### THE EXERCISE
Report each of the lines below that contains the word "wooden", copying every such line in full.

>> Start STORED RECORDS

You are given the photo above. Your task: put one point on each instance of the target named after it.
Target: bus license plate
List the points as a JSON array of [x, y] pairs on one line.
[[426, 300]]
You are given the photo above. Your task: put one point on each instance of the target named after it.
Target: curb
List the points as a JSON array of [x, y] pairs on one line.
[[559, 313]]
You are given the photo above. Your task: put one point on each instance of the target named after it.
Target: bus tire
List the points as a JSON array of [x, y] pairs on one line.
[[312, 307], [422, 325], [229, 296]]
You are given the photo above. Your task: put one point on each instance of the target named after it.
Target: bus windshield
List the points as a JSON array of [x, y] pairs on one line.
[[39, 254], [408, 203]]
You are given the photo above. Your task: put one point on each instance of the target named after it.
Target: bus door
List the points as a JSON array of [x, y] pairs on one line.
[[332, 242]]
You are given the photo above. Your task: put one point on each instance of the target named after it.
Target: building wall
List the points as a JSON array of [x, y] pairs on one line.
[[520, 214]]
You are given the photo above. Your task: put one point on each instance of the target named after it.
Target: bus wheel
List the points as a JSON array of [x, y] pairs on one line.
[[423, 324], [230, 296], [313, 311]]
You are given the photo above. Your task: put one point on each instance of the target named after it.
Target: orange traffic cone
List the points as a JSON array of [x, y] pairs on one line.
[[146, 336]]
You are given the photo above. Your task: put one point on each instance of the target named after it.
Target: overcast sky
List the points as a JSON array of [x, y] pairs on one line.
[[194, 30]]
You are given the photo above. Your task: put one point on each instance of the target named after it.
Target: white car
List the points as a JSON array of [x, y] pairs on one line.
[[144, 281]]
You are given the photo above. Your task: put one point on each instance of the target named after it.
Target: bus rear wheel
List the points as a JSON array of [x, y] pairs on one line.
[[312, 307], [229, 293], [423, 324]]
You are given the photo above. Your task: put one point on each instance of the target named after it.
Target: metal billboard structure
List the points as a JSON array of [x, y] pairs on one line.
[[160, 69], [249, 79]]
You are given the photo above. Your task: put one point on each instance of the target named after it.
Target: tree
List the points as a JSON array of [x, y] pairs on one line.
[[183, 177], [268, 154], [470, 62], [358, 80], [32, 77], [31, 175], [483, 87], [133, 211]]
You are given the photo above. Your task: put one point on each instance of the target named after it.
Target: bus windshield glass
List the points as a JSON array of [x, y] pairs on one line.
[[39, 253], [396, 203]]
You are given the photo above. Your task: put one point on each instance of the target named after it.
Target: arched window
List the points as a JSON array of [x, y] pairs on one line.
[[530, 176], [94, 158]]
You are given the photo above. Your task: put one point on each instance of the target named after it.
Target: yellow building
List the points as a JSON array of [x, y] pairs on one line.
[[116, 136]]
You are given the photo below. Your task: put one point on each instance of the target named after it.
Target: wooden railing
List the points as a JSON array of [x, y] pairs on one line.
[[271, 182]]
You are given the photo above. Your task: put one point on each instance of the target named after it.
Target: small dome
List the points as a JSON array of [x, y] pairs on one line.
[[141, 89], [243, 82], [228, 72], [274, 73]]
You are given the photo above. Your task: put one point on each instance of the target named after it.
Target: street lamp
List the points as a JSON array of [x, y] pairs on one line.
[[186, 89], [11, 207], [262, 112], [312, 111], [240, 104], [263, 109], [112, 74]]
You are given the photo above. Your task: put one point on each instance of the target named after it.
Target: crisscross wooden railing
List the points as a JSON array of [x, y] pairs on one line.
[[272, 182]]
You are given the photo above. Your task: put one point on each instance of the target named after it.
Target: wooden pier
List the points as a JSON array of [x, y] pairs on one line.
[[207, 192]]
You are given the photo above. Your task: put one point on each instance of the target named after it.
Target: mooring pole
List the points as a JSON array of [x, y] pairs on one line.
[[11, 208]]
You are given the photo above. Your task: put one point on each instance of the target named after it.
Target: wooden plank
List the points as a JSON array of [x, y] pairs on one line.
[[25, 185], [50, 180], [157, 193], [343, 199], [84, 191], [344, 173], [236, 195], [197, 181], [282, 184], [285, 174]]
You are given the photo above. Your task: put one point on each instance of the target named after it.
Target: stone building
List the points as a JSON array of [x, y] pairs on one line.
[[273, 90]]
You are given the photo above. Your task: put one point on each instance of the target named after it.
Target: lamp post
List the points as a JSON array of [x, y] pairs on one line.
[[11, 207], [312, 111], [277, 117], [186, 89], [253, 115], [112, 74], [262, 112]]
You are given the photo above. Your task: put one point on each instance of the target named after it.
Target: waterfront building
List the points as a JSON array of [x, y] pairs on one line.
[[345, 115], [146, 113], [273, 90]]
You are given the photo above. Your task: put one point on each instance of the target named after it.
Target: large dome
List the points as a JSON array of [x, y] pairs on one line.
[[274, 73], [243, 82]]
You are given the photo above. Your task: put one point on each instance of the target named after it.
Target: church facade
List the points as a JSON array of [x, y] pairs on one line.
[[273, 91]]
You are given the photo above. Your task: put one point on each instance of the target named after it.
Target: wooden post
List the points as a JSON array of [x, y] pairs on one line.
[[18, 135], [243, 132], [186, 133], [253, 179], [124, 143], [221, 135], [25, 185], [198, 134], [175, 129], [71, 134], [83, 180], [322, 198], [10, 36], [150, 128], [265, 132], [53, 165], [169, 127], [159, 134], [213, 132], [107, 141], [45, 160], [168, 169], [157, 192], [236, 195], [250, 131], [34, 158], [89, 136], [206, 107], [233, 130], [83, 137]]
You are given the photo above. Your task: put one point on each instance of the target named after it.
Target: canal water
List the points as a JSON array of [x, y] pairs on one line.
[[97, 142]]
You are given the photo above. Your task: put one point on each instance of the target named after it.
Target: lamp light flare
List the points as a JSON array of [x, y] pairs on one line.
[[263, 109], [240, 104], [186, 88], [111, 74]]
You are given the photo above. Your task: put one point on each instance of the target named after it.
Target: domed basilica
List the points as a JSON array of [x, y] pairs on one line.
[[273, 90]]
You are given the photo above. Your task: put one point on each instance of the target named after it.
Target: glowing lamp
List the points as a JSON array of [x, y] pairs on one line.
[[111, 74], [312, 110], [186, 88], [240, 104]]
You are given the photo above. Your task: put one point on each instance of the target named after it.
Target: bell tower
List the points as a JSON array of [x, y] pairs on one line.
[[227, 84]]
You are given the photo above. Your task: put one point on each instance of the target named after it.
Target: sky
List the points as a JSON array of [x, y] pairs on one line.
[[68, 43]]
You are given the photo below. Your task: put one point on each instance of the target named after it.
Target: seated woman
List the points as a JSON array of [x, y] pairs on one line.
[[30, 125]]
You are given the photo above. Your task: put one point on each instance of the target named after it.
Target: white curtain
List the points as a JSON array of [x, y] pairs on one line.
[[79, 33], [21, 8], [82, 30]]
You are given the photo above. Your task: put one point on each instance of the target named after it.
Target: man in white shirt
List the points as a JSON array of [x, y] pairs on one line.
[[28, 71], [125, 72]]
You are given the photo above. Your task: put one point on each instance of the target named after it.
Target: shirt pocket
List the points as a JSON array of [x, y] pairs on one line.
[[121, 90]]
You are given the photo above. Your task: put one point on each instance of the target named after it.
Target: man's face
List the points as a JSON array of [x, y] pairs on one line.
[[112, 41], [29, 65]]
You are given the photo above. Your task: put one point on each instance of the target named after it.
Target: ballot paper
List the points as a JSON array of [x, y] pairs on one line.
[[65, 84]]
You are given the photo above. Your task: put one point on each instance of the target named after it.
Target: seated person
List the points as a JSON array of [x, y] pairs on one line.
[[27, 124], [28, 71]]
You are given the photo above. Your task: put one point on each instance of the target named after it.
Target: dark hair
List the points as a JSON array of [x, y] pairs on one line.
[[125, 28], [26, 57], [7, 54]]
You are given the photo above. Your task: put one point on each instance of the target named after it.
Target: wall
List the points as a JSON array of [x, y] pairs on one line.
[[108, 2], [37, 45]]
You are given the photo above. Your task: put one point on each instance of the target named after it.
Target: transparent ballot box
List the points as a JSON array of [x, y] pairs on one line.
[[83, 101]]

>> End STORED RECORDS

### RESULT OF THE EXERCISE
Target: wooden railing
Target: crisscross wooden railing
Target: wooden pier
Target: wooden plank
Target: wooden post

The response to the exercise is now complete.